Action item. Please print every record below exactly as it reads.

Provided data.
....

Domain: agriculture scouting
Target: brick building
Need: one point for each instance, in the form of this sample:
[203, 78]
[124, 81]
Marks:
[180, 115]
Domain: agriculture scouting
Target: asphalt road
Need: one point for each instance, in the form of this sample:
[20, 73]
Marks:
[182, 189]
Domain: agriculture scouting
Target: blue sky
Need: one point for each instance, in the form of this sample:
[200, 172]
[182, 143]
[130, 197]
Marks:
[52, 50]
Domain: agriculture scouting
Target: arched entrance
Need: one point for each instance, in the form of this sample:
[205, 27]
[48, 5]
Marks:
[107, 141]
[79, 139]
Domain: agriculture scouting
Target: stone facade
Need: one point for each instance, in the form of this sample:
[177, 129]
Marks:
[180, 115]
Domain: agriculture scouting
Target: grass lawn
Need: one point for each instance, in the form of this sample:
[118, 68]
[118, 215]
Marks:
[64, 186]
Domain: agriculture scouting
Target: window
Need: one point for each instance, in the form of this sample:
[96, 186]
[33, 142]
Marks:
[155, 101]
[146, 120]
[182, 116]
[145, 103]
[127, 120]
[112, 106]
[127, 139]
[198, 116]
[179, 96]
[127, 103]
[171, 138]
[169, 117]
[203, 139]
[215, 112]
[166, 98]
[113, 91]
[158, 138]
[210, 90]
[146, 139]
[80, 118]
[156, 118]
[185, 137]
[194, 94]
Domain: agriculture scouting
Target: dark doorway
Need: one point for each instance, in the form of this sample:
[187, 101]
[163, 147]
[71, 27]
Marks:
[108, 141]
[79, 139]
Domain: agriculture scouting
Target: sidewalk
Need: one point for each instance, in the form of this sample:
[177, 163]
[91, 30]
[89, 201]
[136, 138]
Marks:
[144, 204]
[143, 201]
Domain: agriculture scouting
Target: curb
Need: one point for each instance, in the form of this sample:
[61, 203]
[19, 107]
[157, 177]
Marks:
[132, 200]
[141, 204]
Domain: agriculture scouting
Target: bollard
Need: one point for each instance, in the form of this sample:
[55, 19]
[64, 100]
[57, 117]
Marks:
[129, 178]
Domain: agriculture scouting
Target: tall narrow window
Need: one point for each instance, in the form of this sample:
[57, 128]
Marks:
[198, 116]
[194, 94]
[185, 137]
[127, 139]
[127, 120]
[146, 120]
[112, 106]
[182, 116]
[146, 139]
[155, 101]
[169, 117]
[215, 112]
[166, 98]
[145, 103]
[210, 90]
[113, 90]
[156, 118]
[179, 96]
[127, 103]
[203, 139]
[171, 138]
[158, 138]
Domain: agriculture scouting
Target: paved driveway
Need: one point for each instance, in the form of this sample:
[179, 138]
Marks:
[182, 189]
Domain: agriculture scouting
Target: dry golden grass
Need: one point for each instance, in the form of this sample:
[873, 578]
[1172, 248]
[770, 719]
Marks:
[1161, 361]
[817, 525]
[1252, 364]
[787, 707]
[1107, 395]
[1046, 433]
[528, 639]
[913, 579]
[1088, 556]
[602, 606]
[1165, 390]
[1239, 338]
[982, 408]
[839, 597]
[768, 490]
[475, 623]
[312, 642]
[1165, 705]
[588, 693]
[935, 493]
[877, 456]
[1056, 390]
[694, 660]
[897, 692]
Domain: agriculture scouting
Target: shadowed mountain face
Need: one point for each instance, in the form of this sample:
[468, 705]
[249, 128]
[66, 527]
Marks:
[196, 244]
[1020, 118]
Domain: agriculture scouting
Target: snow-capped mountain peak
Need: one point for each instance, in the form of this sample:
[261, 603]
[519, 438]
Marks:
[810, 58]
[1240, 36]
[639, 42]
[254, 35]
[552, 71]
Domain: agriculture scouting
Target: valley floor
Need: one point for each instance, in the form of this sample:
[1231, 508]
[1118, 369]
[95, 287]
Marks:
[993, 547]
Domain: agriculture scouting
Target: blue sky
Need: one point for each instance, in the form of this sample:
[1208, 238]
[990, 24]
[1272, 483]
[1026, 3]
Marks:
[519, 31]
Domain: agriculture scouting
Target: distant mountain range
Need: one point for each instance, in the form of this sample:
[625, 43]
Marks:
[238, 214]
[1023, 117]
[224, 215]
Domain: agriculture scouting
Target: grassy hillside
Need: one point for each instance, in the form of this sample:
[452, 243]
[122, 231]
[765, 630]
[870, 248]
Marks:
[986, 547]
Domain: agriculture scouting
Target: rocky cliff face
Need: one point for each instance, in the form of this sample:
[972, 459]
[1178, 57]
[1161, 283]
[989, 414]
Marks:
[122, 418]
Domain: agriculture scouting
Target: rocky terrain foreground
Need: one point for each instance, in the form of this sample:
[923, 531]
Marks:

....

Output for this task.
Domain: agriculture scouting
Target: brick building
Need: one point for each instance, in the form of this sample:
[203, 78]
[124, 81]
Marks:
[180, 115]
Domain: agriculture scouting
Target: asphalt road
Need: one point for each instance, in the form of this sample:
[20, 73]
Marks:
[182, 189]
Domain: agriculture scouting
Target: blue sky
Need: one point for each instance, in the form of this sample:
[200, 172]
[182, 143]
[130, 197]
Marks:
[52, 50]
Domain: agriculture scouting
Target: arched entrance
Need: one point for each instance, in the form of this sample:
[205, 27]
[48, 5]
Marks:
[107, 141]
[79, 139]
Domain: agriculture scouting
Target: stone facade
Need: one point for each instance, in the form of this sample:
[177, 129]
Marks:
[180, 115]
Domain: agriculture scouting
Target: grass lawn
Need: one point for each instance, in the form of this sample:
[118, 68]
[118, 215]
Marks:
[64, 186]
Domain: agriculture scouting
Target: window
Need: one point for each instance, in the form of this sample:
[96, 186]
[33, 142]
Marks:
[155, 101]
[146, 120]
[182, 116]
[145, 103]
[127, 120]
[112, 106]
[127, 139]
[198, 116]
[179, 96]
[127, 103]
[171, 138]
[169, 117]
[203, 139]
[215, 112]
[166, 98]
[113, 91]
[158, 138]
[210, 90]
[146, 139]
[80, 118]
[156, 118]
[185, 137]
[194, 94]
Domain: agriculture scouting
Target: dark doorway
Need: one point for each instance, in the form of this sample:
[187, 101]
[163, 147]
[71, 27]
Marks:
[108, 141]
[79, 139]
Domain: agriculture scouting
Target: sidewalk
Need: one point for each instance, in the form of this sample:
[177, 163]
[91, 30]
[89, 201]
[136, 138]
Marks:
[144, 204]
[143, 201]
Domain: agriculture scouting
Target: curb
Need: one point for each instance, in the form of this sample:
[61, 203]
[19, 107]
[157, 177]
Marks:
[132, 200]
[141, 204]
Domain: agriculture scouting
Target: bollard
Need: one point for each instance, in the form of this sample:
[55, 19]
[64, 100]
[57, 117]
Marks:
[129, 178]
Domain: agriculture scouting
Target: tall narrow window
Need: one point for each instance, in the form of this sample:
[57, 128]
Marks:
[198, 116]
[194, 94]
[185, 137]
[127, 139]
[127, 120]
[146, 120]
[112, 106]
[182, 116]
[146, 139]
[155, 101]
[169, 117]
[215, 112]
[166, 98]
[145, 103]
[210, 90]
[113, 90]
[156, 118]
[179, 96]
[127, 103]
[203, 139]
[171, 138]
[158, 138]
Domain: agriculture scouting
Target: paved driveway
Need: one point for each instance, in the form of this sample:
[179, 138]
Marks:
[182, 189]
Domain: agriculture scouting
Target: dry golden grass
Need: one point for each instance, in the form of this sample:
[873, 578]
[1172, 248]
[770, 719]
Marks:
[1161, 361]
[817, 525]
[1252, 364]
[787, 707]
[1107, 395]
[1046, 433]
[528, 639]
[913, 579]
[1088, 556]
[602, 606]
[1165, 390]
[1239, 338]
[982, 408]
[839, 597]
[768, 490]
[475, 623]
[312, 642]
[1165, 705]
[588, 693]
[935, 493]
[877, 456]
[1056, 390]
[694, 660]
[897, 692]
Domain: agriculture scouting
Target: shadowed mountain face
Need: one point for each instance, in the form of this sample:
[468, 705]
[249, 128]
[66, 527]
Marks:
[196, 244]
[1020, 118]
Domain: agriculture scouting
Target: snow-capped mountain peak
Need: one point for each instance, in the form of this sample:
[261, 603]
[519, 438]
Marks:
[810, 58]
[1240, 36]
[639, 42]
[254, 35]
[552, 71]
Domain: agriculture scouting
Target: valley floor
Need: one point for each instance, in the form of this sample:
[1231, 508]
[1118, 369]
[95, 287]
Marks:
[993, 547]
Domain: agriculture scouting
Target: blue sky
Need: one point for each instance, in the form of this sample:
[1208, 238]
[990, 24]
[1272, 483]
[1026, 3]
Marks:
[519, 31]
Domain: agriculture scouting
Target: distant mountain range
Need: one point for each instance, in the form of this sample:
[625, 43]
Marks:
[238, 214]
[1023, 117]
[224, 215]
Domain: agriculture scouting
Target: grassy hillside
Need: one point for each instance, in the form of this sample:
[452, 243]
[122, 231]
[765, 630]
[870, 248]
Marks:
[986, 547]
Domain: agriculture scouting
Target: rocky cliff face
Need: one point for each instance, in the form of this sample:
[972, 459]
[1178, 57]
[1161, 283]
[989, 414]
Marks:
[122, 418]
Domain: agriculture scouting
Target: rocky terrain foreground
Need: one point for each instance, in the form of this sample:
[923, 531]
Marks:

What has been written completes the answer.